## INSTRUCTIONS FOR THE TASK
Every line of the material below that holds the string "correct" should be copied.

## TASK DATA
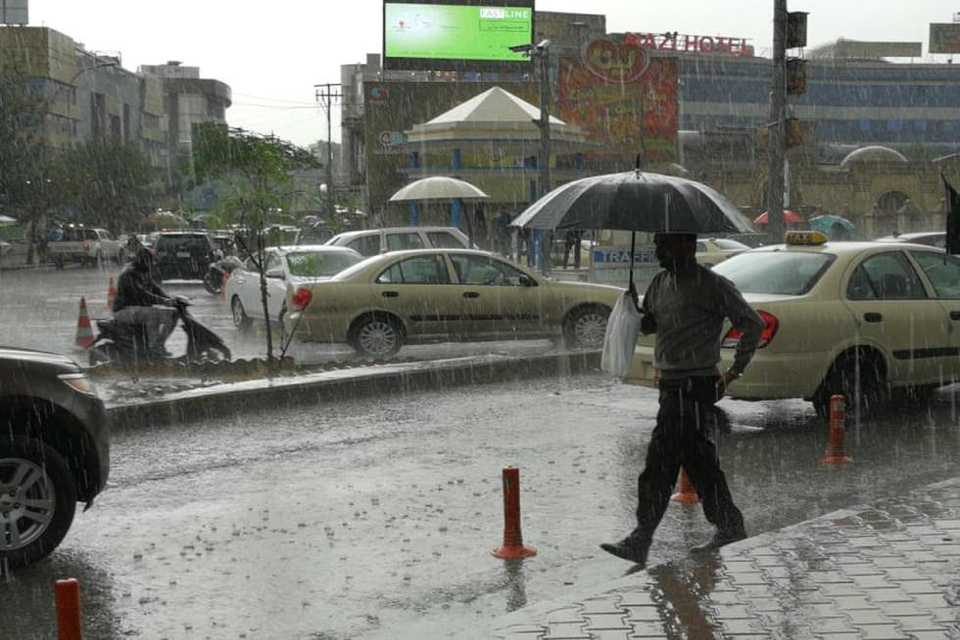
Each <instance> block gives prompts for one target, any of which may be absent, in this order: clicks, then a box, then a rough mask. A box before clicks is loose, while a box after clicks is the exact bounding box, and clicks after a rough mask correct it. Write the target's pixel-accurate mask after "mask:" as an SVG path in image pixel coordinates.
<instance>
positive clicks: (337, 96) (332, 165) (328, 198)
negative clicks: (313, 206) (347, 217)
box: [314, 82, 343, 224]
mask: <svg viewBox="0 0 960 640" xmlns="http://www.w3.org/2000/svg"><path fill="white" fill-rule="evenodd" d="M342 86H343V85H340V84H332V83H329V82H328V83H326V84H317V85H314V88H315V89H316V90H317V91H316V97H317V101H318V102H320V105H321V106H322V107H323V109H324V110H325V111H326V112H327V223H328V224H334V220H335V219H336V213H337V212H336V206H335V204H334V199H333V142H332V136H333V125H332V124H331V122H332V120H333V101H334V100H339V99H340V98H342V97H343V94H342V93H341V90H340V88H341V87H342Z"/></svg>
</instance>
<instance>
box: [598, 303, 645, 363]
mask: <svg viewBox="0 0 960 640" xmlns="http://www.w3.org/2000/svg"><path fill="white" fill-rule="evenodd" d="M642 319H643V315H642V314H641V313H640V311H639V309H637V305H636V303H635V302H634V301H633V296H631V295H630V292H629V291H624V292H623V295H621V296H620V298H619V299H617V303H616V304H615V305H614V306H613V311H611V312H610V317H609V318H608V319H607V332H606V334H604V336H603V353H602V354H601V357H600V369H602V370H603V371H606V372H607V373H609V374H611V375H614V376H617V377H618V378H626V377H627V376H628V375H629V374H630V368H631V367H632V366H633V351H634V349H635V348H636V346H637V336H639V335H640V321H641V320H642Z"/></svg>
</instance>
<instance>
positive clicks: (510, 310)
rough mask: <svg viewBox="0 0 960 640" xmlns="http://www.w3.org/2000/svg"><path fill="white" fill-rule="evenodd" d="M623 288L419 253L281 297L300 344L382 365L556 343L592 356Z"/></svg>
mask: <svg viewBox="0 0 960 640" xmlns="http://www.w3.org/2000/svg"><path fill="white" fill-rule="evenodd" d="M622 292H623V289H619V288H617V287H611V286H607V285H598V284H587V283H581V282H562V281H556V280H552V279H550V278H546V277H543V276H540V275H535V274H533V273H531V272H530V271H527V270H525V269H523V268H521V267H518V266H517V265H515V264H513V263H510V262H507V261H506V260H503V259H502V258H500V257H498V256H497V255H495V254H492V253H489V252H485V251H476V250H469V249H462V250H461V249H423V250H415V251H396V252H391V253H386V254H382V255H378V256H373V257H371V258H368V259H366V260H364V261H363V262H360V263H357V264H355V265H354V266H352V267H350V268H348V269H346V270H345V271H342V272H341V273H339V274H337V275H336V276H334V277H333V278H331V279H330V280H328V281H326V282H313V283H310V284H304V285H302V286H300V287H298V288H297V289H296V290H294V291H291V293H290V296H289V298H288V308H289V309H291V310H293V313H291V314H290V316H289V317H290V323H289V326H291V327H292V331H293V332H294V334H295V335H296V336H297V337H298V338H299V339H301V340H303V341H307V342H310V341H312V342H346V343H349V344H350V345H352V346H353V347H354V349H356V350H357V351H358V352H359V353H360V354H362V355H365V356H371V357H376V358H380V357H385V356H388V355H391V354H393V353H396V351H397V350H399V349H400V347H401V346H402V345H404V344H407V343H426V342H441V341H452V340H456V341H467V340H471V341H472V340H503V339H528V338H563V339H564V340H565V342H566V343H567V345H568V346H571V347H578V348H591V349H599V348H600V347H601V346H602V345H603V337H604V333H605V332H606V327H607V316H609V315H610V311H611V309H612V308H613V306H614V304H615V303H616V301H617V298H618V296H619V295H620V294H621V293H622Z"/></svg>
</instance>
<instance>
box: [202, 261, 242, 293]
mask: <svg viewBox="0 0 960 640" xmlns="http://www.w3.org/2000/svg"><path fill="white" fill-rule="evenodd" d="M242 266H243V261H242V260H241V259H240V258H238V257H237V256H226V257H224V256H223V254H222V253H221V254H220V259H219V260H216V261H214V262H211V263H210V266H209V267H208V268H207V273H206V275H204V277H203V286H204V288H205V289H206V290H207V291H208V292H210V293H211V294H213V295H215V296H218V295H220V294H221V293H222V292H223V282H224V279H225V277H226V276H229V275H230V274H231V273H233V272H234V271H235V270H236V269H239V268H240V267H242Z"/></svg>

--

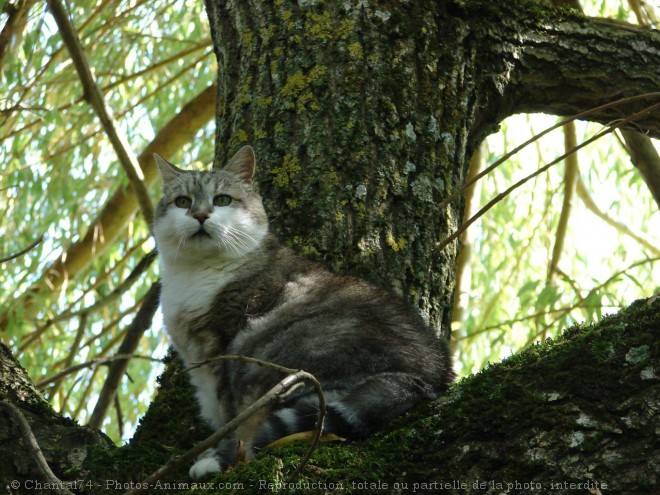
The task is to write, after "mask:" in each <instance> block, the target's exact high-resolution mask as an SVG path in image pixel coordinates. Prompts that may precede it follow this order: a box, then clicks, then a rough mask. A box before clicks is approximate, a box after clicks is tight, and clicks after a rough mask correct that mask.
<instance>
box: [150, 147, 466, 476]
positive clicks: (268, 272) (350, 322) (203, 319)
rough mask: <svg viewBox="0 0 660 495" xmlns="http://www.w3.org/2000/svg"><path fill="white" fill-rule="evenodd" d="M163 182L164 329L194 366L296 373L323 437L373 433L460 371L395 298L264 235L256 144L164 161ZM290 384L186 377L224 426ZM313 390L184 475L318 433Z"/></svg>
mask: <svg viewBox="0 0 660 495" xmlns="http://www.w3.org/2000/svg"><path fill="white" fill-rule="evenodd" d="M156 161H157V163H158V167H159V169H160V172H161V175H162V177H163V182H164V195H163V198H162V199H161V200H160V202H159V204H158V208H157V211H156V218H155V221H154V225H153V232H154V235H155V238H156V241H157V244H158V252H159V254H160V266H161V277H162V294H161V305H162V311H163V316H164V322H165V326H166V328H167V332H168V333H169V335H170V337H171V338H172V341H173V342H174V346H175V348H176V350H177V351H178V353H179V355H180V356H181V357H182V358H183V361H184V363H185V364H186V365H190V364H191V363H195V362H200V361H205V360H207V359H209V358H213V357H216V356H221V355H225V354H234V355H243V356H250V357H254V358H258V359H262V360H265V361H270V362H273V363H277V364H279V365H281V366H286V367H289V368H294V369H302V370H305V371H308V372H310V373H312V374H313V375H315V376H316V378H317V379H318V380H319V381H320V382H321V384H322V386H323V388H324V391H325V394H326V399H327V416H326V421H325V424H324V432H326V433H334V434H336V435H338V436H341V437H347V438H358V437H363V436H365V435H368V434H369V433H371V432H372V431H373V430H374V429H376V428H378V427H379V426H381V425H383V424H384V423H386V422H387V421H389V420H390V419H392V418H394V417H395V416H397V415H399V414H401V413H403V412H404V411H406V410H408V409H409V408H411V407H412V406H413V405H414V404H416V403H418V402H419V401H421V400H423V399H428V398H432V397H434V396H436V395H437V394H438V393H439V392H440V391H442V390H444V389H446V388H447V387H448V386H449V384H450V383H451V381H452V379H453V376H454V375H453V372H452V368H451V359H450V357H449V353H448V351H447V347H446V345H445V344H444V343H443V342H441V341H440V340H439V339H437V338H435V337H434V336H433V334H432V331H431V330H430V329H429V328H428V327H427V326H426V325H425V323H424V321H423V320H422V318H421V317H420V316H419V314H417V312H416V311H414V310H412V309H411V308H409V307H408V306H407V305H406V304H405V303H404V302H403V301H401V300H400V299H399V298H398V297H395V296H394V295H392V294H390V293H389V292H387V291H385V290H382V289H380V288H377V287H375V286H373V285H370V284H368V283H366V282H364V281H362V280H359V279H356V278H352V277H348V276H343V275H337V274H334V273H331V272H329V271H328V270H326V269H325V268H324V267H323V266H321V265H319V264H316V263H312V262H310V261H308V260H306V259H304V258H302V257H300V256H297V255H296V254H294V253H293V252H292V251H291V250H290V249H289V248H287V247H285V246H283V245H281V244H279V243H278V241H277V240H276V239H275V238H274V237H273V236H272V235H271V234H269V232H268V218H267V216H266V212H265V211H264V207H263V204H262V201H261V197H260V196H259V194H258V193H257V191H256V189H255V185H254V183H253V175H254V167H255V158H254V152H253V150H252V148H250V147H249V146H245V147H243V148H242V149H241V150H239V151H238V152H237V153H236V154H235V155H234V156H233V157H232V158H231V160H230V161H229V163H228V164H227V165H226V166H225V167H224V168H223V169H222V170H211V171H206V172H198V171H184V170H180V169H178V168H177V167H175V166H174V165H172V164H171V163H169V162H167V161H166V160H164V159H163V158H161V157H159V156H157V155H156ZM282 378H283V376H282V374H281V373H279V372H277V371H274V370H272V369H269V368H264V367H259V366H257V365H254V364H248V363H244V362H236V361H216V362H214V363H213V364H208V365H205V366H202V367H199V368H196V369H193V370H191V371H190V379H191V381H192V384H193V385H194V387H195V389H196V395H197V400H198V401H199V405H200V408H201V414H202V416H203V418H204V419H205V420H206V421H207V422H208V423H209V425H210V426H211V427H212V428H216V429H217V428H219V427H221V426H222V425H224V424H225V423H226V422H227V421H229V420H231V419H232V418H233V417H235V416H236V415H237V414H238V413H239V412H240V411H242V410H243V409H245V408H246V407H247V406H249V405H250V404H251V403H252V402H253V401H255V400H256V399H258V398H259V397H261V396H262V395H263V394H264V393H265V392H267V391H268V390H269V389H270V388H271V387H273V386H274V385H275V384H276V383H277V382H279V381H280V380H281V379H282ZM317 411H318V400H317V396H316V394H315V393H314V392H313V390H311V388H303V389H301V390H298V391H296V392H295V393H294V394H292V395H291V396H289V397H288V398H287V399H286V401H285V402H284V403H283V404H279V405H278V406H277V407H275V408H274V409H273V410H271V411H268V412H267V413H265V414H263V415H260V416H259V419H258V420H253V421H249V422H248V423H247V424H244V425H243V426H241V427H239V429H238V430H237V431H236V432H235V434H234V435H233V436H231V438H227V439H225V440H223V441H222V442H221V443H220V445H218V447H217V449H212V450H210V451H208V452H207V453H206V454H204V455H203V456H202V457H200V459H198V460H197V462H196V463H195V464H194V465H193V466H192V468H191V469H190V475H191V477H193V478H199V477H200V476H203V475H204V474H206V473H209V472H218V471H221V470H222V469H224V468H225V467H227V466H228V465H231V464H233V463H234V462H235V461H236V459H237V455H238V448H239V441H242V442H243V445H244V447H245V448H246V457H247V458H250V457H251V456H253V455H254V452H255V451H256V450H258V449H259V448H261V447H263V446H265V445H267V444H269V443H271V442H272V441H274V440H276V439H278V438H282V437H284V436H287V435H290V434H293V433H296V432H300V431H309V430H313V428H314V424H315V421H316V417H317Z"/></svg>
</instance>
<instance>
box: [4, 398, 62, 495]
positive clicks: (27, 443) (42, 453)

## ANSWER BELOW
Each <instance> block gives prompts for one target, any of which may be absent, in this order: clicks, then a box, then a rough mask. A box before clicks is loose, while a box after clicks is the exact bounding box, and clicks after a rough mask correct it. Write the target's pixel-accurate mask after "mask:" as an SVG path in image pixel coordinates.
The task is to write, after "mask:" in each <instance> block, the target's exact high-resolution mask as an SVG path in image pixel coordinates. Prompts that may precede it follow this order: a box, then clicks, then a rough mask. A box before clicks is approximate, a box after clicks is tight, and clicks after a rough mask correct that mask.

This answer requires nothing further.